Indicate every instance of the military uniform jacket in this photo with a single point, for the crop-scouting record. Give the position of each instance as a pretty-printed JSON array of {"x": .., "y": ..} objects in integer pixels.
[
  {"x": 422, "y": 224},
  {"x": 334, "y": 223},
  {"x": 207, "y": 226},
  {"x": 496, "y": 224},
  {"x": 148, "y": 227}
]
***
*HOW TO COMPLETE THIS TASK*. All of the material above needs to be retyped word for word.

*RESULT*.
Indicate every instance of the military uniform jacket in this photo with a single point, for the crop-scouting record. Give the position of each instance as a pretty-printed JSON array of {"x": .., "y": ..} objects in integer pixels.
[
  {"x": 422, "y": 224},
  {"x": 334, "y": 223},
  {"x": 207, "y": 226},
  {"x": 496, "y": 224},
  {"x": 148, "y": 227}
]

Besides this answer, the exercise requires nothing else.